## What you are asked to do:
The answer should be every line below, repeated exactly, with the images left out.

Source records Block Start

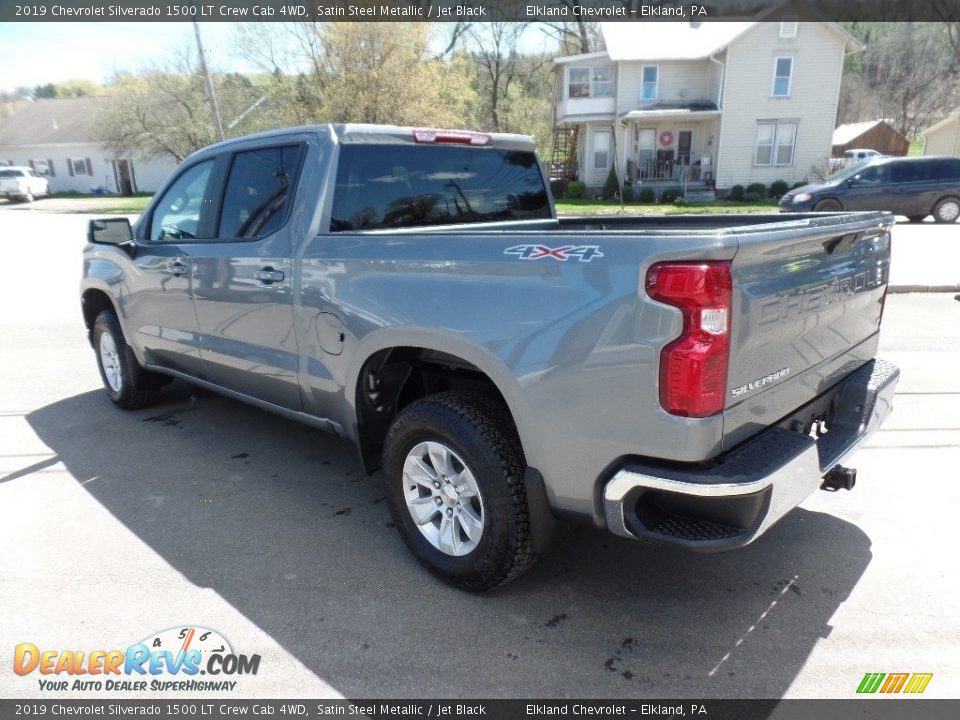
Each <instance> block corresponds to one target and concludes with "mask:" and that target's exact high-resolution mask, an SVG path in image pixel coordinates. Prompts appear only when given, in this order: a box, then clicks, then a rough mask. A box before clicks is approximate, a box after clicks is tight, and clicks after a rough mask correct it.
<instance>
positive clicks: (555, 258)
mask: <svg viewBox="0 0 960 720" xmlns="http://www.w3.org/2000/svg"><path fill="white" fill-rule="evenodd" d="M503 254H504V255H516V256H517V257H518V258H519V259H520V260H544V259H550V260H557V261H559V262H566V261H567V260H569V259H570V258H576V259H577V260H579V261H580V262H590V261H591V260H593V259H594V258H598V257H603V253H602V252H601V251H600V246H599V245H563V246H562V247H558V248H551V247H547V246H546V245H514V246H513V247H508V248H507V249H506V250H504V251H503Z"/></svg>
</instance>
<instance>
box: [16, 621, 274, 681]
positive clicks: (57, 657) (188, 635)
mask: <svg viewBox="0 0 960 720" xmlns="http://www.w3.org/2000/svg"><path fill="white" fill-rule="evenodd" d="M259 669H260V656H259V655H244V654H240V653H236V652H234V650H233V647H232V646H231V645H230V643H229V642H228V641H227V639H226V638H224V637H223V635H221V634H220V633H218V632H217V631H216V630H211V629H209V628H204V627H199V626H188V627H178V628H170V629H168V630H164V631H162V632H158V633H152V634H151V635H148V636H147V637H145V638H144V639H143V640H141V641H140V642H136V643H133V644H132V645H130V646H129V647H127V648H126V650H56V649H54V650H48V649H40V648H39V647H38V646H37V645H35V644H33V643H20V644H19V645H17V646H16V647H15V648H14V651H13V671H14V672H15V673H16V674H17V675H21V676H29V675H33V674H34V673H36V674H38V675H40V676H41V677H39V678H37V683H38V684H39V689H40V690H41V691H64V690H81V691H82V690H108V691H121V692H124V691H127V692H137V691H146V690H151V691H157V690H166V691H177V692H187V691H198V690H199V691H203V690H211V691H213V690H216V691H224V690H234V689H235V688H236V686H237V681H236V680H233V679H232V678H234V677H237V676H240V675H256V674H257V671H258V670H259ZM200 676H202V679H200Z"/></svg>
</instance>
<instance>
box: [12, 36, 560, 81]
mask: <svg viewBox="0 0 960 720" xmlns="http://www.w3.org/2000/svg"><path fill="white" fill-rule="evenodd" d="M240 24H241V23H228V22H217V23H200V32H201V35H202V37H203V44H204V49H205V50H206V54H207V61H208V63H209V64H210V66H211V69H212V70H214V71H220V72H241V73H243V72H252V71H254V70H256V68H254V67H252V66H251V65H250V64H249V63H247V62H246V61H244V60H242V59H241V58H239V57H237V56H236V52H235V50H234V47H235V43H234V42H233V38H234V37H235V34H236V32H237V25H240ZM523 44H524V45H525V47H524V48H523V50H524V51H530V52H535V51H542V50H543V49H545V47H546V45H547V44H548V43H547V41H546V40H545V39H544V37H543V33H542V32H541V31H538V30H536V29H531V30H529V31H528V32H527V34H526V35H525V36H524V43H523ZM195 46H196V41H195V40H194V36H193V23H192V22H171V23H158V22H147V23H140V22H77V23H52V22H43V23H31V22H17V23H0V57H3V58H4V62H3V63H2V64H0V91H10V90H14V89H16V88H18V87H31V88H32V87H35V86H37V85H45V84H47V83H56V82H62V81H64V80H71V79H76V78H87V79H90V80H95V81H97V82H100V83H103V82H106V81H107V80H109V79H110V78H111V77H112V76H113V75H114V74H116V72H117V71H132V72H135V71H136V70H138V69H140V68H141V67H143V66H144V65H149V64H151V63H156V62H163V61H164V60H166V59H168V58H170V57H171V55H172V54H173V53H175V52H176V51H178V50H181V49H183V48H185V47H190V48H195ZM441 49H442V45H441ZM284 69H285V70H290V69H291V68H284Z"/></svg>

Source records Block End

## Expected answer:
Each <instance> block corresponds to one target and concludes with "mask:" and that target's exact high-resolution mask, an SVG path in image pixel coordinates. Prompts appear only when given, in this order: a box, then clicks, then a rough mask. A box before clicks is approximate, a box after clicks is tight, and clicks after a rough mask correct it.
<instance>
positive clicks: (555, 258)
mask: <svg viewBox="0 0 960 720" xmlns="http://www.w3.org/2000/svg"><path fill="white" fill-rule="evenodd" d="M503 254H504V255H516V256H517V257H518V258H519V259H520V260H544V259H550V260H557V261H559V262H566V261H567V260H569V259H570V258H576V259H577V260H579V261H580V262H590V261H591V260H593V259H594V258H598V257H603V253H602V252H601V251H600V246H599V245H563V246H562V247H558V248H551V247H547V246H546V245H514V246H513V247H508V248H507V249H506V250H504V251H503Z"/></svg>
</instance>
<instance>
box: [16, 621, 274, 681]
positive clicks: (57, 657) (188, 635)
mask: <svg viewBox="0 0 960 720" xmlns="http://www.w3.org/2000/svg"><path fill="white" fill-rule="evenodd" d="M259 669H260V656H259V655H244V654H240V653H236V652H234V650H233V647H232V646H231V645H230V643H229V642H228V641H227V639H226V638H224V637H223V635H221V634H220V633H218V632H217V631H216V630H211V629H209V628H204V627H199V626H188V627H178V628H170V629H168V630H164V631H162V632H158V633H152V634H151V635H148V636H147V637H145V638H144V639H143V640H141V641H140V642H136V643H133V644H132V645H130V646H129V647H127V648H126V650H56V649H54V650H48V649H40V648H39V647H38V646H37V645H35V644H33V643H20V644H19V645H17V646H16V647H15V648H14V651H13V671H14V672H15V673H16V674H17V675H21V676H29V675H33V674H34V673H36V674H38V675H40V676H41V677H39V678H37V683H38V684H39V689H40V690H41V691H64V690H81V691H82V690H108V691H121V692H124V691H127V692H137V691H146V690H151V691H157V690H166V691H177V692H187V691H198V690H199V691H203V690H211V691H213V690H216V691H224V690H234V689H235V688H236V686H237V681H236V680H233V679H232V678H234V677H237V676H240V675H256V674H257V671H258V670H259ZM200 676H202V679H200Z"/></svg>
</instance>
<instance>
box: [12, 36, 560, 81]
mask: <svg viewBox="0 0 960 720" xmlns="http://www.w3.org/2000/svg"><path fill="white" fill-rule="evenodd" d="M240 24H241V23H228V22H217V23H200V32H201V35H202V37H203V44H204V49H205V50H206V54H207V61H208V63H209V64H210V66H211V69H212V70H214V71H220V72H241V73H243V72H252V71H254V70H256V68H254V67H252V66H251V65H250V64H249V63H247V62H246V61H244V60H242V59H241V58H239V57H237V56H236V52H235V50H234V47H235V43H234V42H233V38H234V37H235V34H236V32H237V25H240ZM523 44H524V45H525V47H524V48H523V50H524V51H530V52H535V51H542V50H543V49H545V47H546V45H547V44H548V43H547V41H546V40H545V39H544V37H543V33H542V32H541V31H538V30H536V29H531V30H529V31H528V32H527V34H526V35H525V36H524V43H523ZM195 46H196V41H195V40H194V36H193V23H192V22H171V23H158V22H147V23H140V22H77V23H52V22H43V23H31V22H17V23H0V57H3V58H4V62H3V63H2V64H0V91H10V90H14V89H16V88H18V87H31V88H32V87H35V86H37V85H45V84H47V83H56V82H62V81H64V80H71V79H76V78H87V79H90V80H95V81H97V82H100V83H103V82H106V81H107V80H109V79H110V78H111V77H112V76H113V75H114V74H116V72H117V71H132V72H135V71H136V70H138V69H140V68H141V67H143V66H144V65H149V64H151V63H156V62H163V61H164V60H166V59H168V58H170V57H171V55H172V54H173V53H175V52H176V51H178V50H181V49H183V48H185V47H190V48H195ZM441 49H442V45H441ZM284 69H285V70H290V69H291V68H284Z"/></svg>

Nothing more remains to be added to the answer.